作業指示>
1 - 次の(a)〜(c)がゼロデイ攻撃についての文章と合うかを、それぞれ「はい」か「いいえ」で答え、決め手となる文中の語句を正確に引用すること。(a) WAFは単体ですべての脅威に対応できる。(b) クラウド型WAFは最新の攻撃パターンに自動で対応する。(c) ゼロデイ攻撃の原因は、脆弱性の発見から修正までのタイムラグである。
2 - ゼロデイ攻撃についての文章のうち、「こうした背景から、企業や組織」を含む語句で始まり「め、ゼロデイ攻撃も防げます。」で終わる部分を、一字も変えずに書き写すこと。

提供テキスト>

↓↓↓

ゼロデイ攻撃とは
ゼロデイ攻撃とは、ソフトウェアなどに脆弱性が発見されてから修正される前に仕掛けられる攻撃のことです。修正対応されるまでを「1日」と考えた場合、それよりも早く攻撃を仕掛けるため「ゼロデイ攻撃」と呼ばれます。非常にスピーディな攻撃といえるでしょう。
ゼロデイ攻撃の原因と増加する背景
ゼロデイ攻撃の原因は、脆弱性が発見されてから修正されるまでのタイムラグです。どうしても脆弱性の発見から修正まで時間差が発生してしまうと、ユーザーによる防御も難しくなります。
また、仮にシステムの開発側が対応し、修正パッチを利用者に配布したとしても適応に時間がかかる可能性もあるでしょう。それまでは無防備であり、攻撃に対して抵抗できません。
ゼロデイ攻撃が増加している背景
ゼロデイ攻撃の増加には、いくつかの社会的・技術的要因が関係しています。まず、ソフトウェアやWebサービスの利用が加速し、複雑化していることで、脆弱性が生まれやすくなっている点が挙げられます。加えて、リモートワークの普及などによりクラウドサービスの活用が広がり、攻撃対象となる領域も増加しています。
さらに近年では、サイバー攻撃の手口も高度化・自動化しており、ハッカーグループや国家規模のAPT(Advanced Persistent Threat)による継続的な攻撃が増えています。
こうした背景から、企業や組織は「いつゼロデイ攻撃を受けてもおかしくない」という前提でセキュリティ対策を講じる必要があります。
ゼロデイ攻撃への対策に役立つ「WAF」の特徴
ゼロデイ攻撃を仕掛けられるということは、セキュリティ上の脆弱性がありシステムが無防備である状態を意味します。重大なセキュリティ事故への発展を防ぐための対策として有効とされているものが「WAF」です。ここからはWAFについて説明します。
Webアプリケーションに特化したファイアウォール
ゼロデイ攻撃に有効なWAFは「Web Application Firewall」の略で、Webアプリケーションに特化したセキュリティツールです。
Webアプリケーションは業務で利用するツールの中でも脆弱性が多く、対策が必要とされています。このような脆弱性に対応し、外部からの攻撃を防御するために生まれたのがWAFです。
脆弱性があっても攻撃を未然に防げる
WAFは脆弱性を狙った攻撃を検知し遮断することが可能です。近年中心になってきているクラウド型WAFは最新の攻撃パターンに自動で対応していき、攻撃にいち早く対応するため、ゼロデイ攻撃も防げます。
ゼロデイ攻撃の対策において重要なことは「セキュリティ上の脆弱性を保護できる体制が整っているか」です。そのため、攻撃を未然に防ぐWAFが必要とされています。
以下の記事ではクラウド型WAFの製品例を紹介し、特徴まで詳しく解説しているので、参考にしてください。
ゼロデイ攻撃を防ぐための対策方法
WAFはゼロデイ攻撃対策として有効な手段のひとつですが、単体ですべての脅威に対応できるわけではありません。特に、WAFが守る範囲はWebアプリケーション層に限られており、その他の攻撃ベクトルに対しては別の防御策が必要になります。

↑↑↑

データ内容>
↓↓↓

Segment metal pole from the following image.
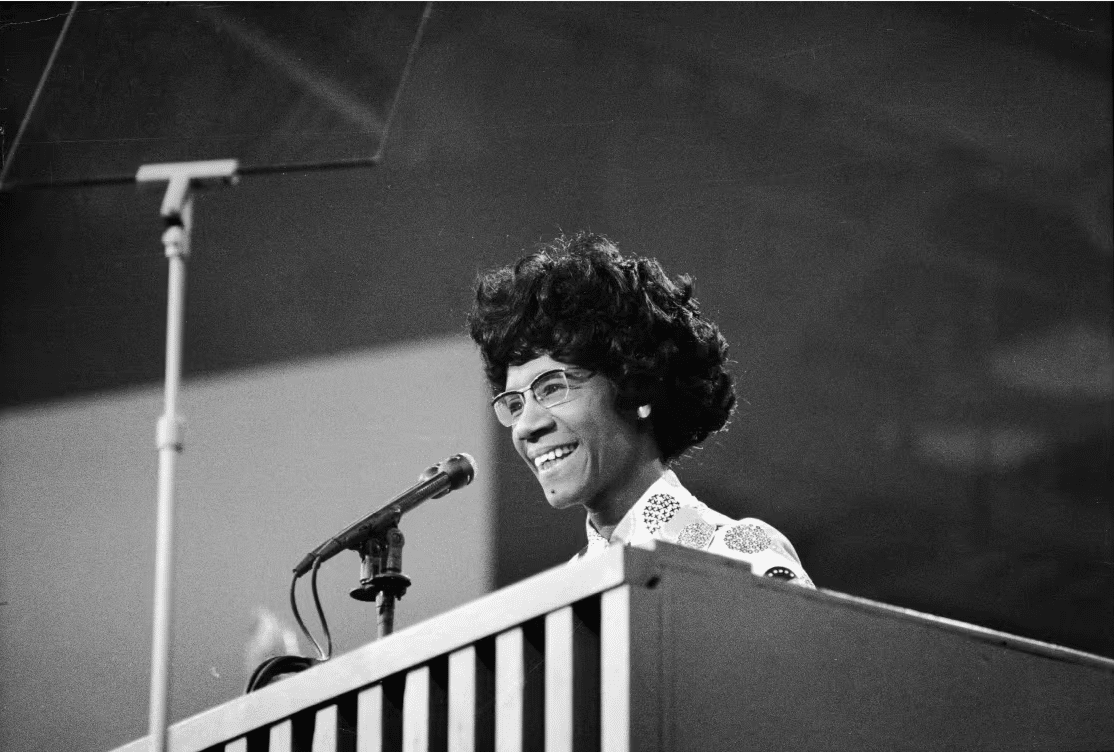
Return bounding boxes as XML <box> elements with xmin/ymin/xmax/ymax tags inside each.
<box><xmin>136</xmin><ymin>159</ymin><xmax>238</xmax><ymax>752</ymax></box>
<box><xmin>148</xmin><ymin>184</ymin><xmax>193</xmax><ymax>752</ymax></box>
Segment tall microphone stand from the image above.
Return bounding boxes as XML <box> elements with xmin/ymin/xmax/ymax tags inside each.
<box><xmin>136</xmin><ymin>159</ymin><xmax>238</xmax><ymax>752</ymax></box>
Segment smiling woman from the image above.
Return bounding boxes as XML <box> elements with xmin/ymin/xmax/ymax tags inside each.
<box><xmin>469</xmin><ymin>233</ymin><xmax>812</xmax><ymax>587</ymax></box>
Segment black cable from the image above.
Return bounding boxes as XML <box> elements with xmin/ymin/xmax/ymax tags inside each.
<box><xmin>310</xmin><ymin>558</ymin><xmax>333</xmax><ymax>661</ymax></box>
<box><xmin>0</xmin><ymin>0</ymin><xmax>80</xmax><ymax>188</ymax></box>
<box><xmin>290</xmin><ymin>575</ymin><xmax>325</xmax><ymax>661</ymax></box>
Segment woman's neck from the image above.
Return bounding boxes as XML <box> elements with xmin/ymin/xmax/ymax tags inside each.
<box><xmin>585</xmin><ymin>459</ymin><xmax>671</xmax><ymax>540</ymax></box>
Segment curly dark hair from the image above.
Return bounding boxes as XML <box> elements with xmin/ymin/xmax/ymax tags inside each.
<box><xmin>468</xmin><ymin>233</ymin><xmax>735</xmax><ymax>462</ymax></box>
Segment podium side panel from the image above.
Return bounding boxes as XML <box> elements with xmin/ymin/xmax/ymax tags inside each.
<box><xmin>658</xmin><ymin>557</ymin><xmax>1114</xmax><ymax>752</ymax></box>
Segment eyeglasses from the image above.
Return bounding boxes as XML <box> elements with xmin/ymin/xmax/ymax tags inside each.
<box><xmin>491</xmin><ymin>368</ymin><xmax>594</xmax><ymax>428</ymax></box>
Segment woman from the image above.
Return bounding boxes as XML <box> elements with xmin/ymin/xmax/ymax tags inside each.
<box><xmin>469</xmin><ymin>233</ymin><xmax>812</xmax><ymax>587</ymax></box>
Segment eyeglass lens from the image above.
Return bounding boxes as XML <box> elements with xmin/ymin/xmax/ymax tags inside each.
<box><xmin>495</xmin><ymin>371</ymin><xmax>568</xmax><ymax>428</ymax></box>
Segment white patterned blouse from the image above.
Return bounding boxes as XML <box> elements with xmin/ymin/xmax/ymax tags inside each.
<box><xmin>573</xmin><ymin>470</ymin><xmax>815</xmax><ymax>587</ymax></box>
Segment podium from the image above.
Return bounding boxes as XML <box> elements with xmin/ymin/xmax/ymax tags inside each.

↑↑↑

課題別出力>
1 -
(a) いいえ。「単体ですべての脅威に対応できるわけではありません」
(b) はい。「最新の攻撃パターンに自動で対応していき」
(c) はい。「ゼロデイ攻撃の原因は、脆弱性が発見されてから修正されるまでのタイムラグです」

2 -
こうした背景から、企業や組織は「いつゼロデイ攻撃を受けてもおかしくない」という前提でセキュリティ対策を講じる必要があります。
ゼロデイ攻撃への対策に役立つ「WAF」の特徴
ゼロデイ攻撃を仕掛けられるということは、セキュリティ上の脆弱性がありシステムが無防備である状態を意味します。重大なセキュリティ事故への発展を防ぐための対策として有効とされているものが「WAF」です。ここからはWAFについて説明します。
Webアプリケーションに特化したファイアウォール
ゼロデイ攻撃に有効なWAFは「Web Application Firewall」の略で、Webアプリケーションに特化したセキュリティツールです。
Webアプリケーションは業務で利用するツールの中でも脆弱性が多く、対策が必要とされています。このような脆弱性に対応し、外部からの攻撃を防御するために生まれたのがWAFです。
脆弱性があっても攻撃を未然に防げる
WAFは脆弱性を狙った攻撃を検知し遮断することが可能です。近年中心になってきているクラウド型WAFは最新の攻撃パターンに自動で対応していき、攻撃にいち早く対応するため、ゼロデイ攻撃も防げます。